* **Given instruction**
What is needed is an exact repeat of the lines from the line containing "Target: drinking glass on table" through the final line of the entries below, and nothing else.

* **Listed entries**
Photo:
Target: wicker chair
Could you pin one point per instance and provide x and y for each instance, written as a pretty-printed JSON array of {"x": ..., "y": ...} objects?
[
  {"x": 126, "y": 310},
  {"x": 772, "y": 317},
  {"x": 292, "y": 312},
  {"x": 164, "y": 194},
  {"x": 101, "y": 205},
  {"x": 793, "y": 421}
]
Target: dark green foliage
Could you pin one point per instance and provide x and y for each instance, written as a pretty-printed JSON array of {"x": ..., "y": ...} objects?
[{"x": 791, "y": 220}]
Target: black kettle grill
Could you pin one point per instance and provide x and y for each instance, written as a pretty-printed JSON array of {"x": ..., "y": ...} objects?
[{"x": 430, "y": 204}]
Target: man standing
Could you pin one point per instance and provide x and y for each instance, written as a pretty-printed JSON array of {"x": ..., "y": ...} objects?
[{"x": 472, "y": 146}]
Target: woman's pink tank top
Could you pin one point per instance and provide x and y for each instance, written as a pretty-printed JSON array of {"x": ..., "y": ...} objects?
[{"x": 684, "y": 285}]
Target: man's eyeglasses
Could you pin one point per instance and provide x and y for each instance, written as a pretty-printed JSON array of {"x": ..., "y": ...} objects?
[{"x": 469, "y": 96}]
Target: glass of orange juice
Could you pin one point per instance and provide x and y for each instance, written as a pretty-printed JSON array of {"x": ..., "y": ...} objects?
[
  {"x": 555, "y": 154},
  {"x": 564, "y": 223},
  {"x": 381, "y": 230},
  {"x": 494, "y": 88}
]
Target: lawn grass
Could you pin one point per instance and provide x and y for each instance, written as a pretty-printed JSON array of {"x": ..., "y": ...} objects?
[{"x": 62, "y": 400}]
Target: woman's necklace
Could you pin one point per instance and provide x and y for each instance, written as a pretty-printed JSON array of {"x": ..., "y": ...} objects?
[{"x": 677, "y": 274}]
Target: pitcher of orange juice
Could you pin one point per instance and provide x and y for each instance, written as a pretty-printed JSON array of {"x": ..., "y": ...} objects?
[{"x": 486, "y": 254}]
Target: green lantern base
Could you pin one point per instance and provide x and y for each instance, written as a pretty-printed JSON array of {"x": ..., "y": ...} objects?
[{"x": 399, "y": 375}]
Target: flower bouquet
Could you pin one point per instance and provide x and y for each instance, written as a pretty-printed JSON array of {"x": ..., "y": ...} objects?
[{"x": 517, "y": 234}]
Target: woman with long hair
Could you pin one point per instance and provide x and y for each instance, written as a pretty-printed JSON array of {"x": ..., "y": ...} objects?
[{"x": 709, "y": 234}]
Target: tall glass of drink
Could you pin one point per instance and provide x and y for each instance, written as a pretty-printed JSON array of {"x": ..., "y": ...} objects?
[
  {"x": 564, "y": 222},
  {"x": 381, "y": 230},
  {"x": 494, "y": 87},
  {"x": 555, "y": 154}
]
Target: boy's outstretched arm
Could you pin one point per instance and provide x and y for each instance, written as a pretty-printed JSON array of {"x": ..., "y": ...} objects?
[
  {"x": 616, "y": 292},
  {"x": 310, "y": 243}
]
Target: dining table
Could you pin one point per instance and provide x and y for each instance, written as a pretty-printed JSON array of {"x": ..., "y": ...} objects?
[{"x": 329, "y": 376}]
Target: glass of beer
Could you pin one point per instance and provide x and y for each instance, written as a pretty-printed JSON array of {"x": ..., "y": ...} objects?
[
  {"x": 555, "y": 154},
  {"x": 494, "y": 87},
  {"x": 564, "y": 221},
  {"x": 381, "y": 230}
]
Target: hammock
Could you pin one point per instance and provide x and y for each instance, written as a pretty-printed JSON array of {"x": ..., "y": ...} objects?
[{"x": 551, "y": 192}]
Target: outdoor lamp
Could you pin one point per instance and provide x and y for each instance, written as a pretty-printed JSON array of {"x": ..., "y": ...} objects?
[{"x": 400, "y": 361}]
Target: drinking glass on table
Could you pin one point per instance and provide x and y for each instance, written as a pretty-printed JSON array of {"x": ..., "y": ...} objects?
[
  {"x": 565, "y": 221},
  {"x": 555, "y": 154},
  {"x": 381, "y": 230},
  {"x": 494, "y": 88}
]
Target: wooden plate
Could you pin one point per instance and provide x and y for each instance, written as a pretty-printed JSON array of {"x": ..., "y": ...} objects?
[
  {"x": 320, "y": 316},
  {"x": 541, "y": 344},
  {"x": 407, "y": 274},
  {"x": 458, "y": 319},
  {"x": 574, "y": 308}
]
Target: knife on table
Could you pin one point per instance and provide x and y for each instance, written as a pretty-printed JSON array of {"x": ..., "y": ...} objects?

* **Full answer**
Target: drinking glass on table
Could you pin one point per instance and provide x and y for each instance, written as a pretty-printed JSON array of {"x": ..., "y": ...} objects?
[
  {"x": 565, "y": 221},
  {"x": 555, "y": 154},
  {"x": 381, "y": 230},
  {"x": 494, "y": 88}
]
Target: wooden plate
Could you pin one point per instance and provide x and y for each instance, written as a pretty-printed JSON array of {"x": ..., "y": ...} objects?
[
  {"x": 320, "y": 316},
  {"x": 541, "y": 344},
  {"x": 407, "y": 274},
  {"x": 458, "y": 319},
  {"x": 574, "y": 308}
]
Target: knife on table
Could you pin one point per instance and provide x and y for each instance, written as a pretty-printed JSON array of {"x": ..., "y": ...} objects?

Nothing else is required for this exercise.